> **Direction A**
In the tangent-and-curve quiz page, why does the solution to the second question require dy/dx to be at least zero for every x?

> **Page text**
::::

The angle between the curves $$x^{2} + y^{2} = 25$$ and $$x^{2} + y^{2} - 2x + 3y - 43 = 0$$ at $$(-3, 4)$$ is

A
$$\tan^{-1}(1)$$

B
$$\tan^{-1}\left (\dfrac {1}{68}\right )$$

C
$$\dfrac {\pi}{2}$$

D
$$\tan^{-1}\left (\dfrac {3}{4}\right )$$

Solution

slope of first curve at $$(-3,4)$$
$$m_1 = dy/dx = \dfrac{-x}{y} = \dfrac{3}{4}$$

slope of second curve at $$(-3,4)$$
$$m_2 = \dfrac{-2x+2}{2y+3} = \dfrac{8}{11}$$

angle between them $$= tan^{-1} \dfrac{m_1 - m_2}{1+m_1 +m_2}$$
$$=tan^{-1} \dfrac{1/44}{17/11} =tan^{-1} \dfrac{1}{68}$$
Question 2
1 / -0

If the tangent at each point of the curve $$y=\cfrac { 2 }{ 3 } { x }^{ 3 }-2a{ x }^{ 2 }+2x+5$$ makes an acute angle with positive direction of X-axis then

A
$$a\ge 1$$

B
$$-1\le a\le 1$$

C
$$a\le -1$$

D
None of these

Solution

On differentiating, We get
$$\dfrac{dy}{dx}=2x^2-4ax+2$$
If Tangent makes acute angle with +ve x axis, then
$$\dfrac{dy}{dx}\ge0$$ For all x
$$x^2-2ax+1\ge0\\ \Rightarrow 4a^2-4\le0\Rightarrow a^2\le1\\ -1\le a\le1$$
Question 3
1 / -0

The slope of the tangent at each point of the curve is equal to the sum of the coordinate of the point. Then, the curve that passes through the origin is

A
$$x + y = e^{x} - 1$$

B
$$e^{x} = x + y$$

C
$$y = e^{x}$$

D
$$y = e^{x} + 1$$

Solution

Given, $$\dfrac {dy}{dx}=x+y\Rightarrow dy=xdx+ydx\Rightarrow dy+dx=xdx+ydx+dx$$

So, $$d(x+y)=(x+y+1)dx\Rightarrow dx=\dfrac {d(x+y+1)}{x+y+1}$$
Integrating on both sides,
$$x=\ln(x+y+1)$$
On taking antilog,
$$e^x=x+y+1$$
Or. $$e^x-1=x+y$$
So, Option A is correct answer.

::::

> **Rows**
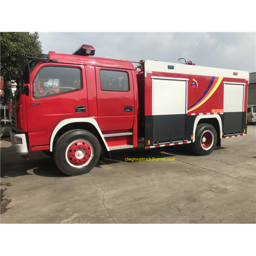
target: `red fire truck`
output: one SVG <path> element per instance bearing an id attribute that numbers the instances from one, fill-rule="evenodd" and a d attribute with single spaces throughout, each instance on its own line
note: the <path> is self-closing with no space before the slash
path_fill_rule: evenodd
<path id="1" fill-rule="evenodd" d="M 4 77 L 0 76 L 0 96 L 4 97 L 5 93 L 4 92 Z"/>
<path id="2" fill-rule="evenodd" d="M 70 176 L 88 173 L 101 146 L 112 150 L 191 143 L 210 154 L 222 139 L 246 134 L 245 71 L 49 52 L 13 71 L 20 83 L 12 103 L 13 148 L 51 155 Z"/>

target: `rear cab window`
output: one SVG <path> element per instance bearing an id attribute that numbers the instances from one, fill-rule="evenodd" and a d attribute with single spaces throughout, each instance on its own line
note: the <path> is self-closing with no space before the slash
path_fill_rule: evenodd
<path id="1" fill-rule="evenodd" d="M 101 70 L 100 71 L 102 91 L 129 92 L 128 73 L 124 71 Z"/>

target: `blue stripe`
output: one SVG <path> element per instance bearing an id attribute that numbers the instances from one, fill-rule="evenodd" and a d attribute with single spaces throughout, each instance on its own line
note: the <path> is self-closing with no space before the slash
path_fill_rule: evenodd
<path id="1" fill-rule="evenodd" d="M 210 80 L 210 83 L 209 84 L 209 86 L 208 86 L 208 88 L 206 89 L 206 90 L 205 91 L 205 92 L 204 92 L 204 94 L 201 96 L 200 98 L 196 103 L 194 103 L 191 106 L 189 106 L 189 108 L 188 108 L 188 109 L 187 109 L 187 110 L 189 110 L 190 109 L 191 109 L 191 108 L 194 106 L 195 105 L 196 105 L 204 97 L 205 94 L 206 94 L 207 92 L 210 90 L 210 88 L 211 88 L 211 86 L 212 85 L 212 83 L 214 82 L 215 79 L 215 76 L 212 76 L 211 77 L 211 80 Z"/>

::::

> **Direction B**
Copy the rows above word for word, from the start of the rows through the line with "70 176 L 88", including both of those lines. Leave the pictures out.

> **Written reply A**
The question says the tangent at each point of the curve makes an acute angle with the positive direction of the x-axis. The solution states that this condition means dy/dx ≥ 0 for all x.

> **Written reply B**
target: `red fire truck`
output: one SVG <path> element per instance bearing an id attribute that numbers the instances from one, fill-rule="evenodd" and a d attribute with single spaces throughout, each instance on its own line
note: the <path> is self-closing with no space before the slash
path_fill_rule: evenodd
<path id="1" fill-rule="evenodd" d="M 4 77 L 0 76 L 0 96 L 4 97 L 5 93 L 4 92 Z"/>
<path id="2" fill-rule="evenodd" d="M 70 176 L 88 173 L 101 146 L 112 150 L 191 143 L 210 154 L 222 139 L 246 134 L 245 71 L 49 52 L 13 71 L 20 83 L 12 103 L 13 148 L 51 155 Z"/>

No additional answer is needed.